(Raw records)
####################

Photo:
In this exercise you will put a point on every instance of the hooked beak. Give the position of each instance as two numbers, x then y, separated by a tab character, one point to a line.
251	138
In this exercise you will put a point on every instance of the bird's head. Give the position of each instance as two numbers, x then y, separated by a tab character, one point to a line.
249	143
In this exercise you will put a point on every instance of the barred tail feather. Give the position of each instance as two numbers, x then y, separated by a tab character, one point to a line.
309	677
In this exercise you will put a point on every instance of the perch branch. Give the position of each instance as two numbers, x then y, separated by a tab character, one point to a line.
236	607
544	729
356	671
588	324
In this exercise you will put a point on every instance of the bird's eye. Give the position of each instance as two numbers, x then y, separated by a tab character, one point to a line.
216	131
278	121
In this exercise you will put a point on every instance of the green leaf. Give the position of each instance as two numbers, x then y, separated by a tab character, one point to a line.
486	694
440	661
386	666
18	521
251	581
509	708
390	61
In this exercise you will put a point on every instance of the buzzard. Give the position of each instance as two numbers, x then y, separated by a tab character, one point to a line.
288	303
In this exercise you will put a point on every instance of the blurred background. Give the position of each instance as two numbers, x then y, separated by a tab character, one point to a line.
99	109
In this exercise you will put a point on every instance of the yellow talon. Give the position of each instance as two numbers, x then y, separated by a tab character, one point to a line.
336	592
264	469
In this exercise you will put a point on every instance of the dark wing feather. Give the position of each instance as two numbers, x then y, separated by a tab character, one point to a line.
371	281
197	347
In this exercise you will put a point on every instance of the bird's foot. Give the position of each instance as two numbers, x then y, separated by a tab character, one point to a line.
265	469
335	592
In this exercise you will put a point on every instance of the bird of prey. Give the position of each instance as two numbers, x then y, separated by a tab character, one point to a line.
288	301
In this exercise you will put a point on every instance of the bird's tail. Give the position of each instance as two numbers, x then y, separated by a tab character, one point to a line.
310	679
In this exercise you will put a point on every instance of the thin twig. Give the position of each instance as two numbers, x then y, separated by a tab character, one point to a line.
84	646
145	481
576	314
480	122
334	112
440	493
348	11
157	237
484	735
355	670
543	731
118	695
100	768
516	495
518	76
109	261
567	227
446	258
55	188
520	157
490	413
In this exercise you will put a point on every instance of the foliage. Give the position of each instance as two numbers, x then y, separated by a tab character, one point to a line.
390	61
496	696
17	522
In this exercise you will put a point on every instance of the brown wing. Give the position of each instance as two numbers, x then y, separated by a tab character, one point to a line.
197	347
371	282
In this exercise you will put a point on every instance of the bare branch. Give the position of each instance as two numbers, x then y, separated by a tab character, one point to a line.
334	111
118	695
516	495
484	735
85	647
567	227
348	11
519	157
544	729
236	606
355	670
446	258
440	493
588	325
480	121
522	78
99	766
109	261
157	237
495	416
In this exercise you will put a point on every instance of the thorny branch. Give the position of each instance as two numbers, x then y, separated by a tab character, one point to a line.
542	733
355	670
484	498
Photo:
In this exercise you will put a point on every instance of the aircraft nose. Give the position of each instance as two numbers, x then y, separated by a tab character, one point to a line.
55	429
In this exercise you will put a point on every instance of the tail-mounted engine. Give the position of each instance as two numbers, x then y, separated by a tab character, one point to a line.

####################

PROBLEM STATEMENT >> Copy out the material above with every "instance" changed to "occurrence", leaving everything else untouched.

FINAL RESULT >>
Photo:
In this exercise you will put a point on every occurrence of the hooked beak. Give the position of each occurrence as two numbers, x then y, separated by a tab character, one point to a line.
251	138
In this exercise you will put a point on every occurrence of the bird's head. Give the position of each occurrence as two numbers, x then y, separated by a tab character, one point to a line.
249	143
In this exercise you will put a point on every occurrence of the barred tail feather. Give the position of each occurrence as two numbers, x then y, separated by a tab character, one point to a line.
309	677
In this exercise you will put a point on every occurrence of the perch branch. Give the position of each occurrence as two numbers, x then y, separated by a tab character, one point to a line.
236	607
544	729
356	671
588	324
In this exercise you will put a point on every occurrence of the bird's eye. Give the position of each occurrence as two numbers, x then y, separated by a tab character, one point to a line.
216	131
278	121
In this exercise you will put a point on every occurrence of the green leaf. Give the position of each occurrence as two numbers, x then y, separated by a tab character, one point to a line.
486	694
440	661
386	666
18	521
251	581
509	708
390	61
In this exercise you will put a point on every occurrence of the buzzard. Give the position of each occurrence as two numbers, x then y, separated by a tab character, one point to a line.
288	303
In this exercise you will put a point on every occurrence of the blurred background. Give the position of each occurrence as two numbers, x then y, separated by a tab character, one point to a line.
99	109
In this exercise you will put a point on every occurrence of the yellow talon. Give the position of each occurrence as two numbers, x then y, separated by a tab character, one point to a line.
336	592
264	469
In this exercise you will put a point on every occurrence of the dark wing feather. Give the position of each occurrence as two numbers, x then y, separated by a tab character, one point to a line.
371	281
197	347
In this exercise you will put a point on every occurrence of the bird's foot. Give the position of each occurrence as two numbers, x then y, separated by a tab character, one point to a line.
265	469
335	592
In this exercise you will put a point on every occurrence of the bird of prey. Give the position of each occurrence as two numbers, x then y, separated by a tab character, one point to a line.
288	301
In this exercise you will put a point on every occurrence of the bird's tail. Give the position of each occurrence as two numbers, x then y, separated by a tab character, one point to a line.
310	679
In this exercise you will put a point on every occurrence of the thin twig. Give the position of each occurrence as two numbers, x then y, separated by a tab character, one point to a line.
84	646
145	481
576	314
480	122
334	112
440	493
348	11
157	237
484	735
355	670
543	731
118	695
100	768
516	495
518	76
109	261
567	227
446	258
55	188
520	157
490	413
In this exercise you will put a point on every occurrence of the foliage. Give the position of each occurrence as two numbers, x then y, separated by a tab character, one point to a line.
390	61
496	696
17	522
In this exercise you will put a point on every occurrence of the brown wing. Give the position of each occurrence as two numbers, x then y, separated by a tab character, one point to a line.
197	347
371	282
In this exercise you will put a point on every occurrence of the bare branch. Give the position of each occurrence as two numbers, x then y, separated by a tab character, one point to a line.
334	111
118	695
516	495
484	735
85	647
567	227
348	11
519	157
544	729
236	606
355	670
446	258
440	493
588	325
480	121
522	78
99	766
109	261
157	237
495	416
In this exercise you will put a point on every occurrence of the thorny branch. Give the position of each occurrence as two numbers, x then y, separated by a tab character, one point to a line.
542	733
355	670
484	498
Photo:
In this exercise you will put a point on every occurrence of the aircraft nose. Give the position of each occurrence as two numbers, x then y, separated by a tab character, one point to a line.
55	429
In this exercise you will put a point on every occurrence of the tail-mounted engine. Give the position of each occurrence as two numbers, x then y, separated by a tab character, one point to a line.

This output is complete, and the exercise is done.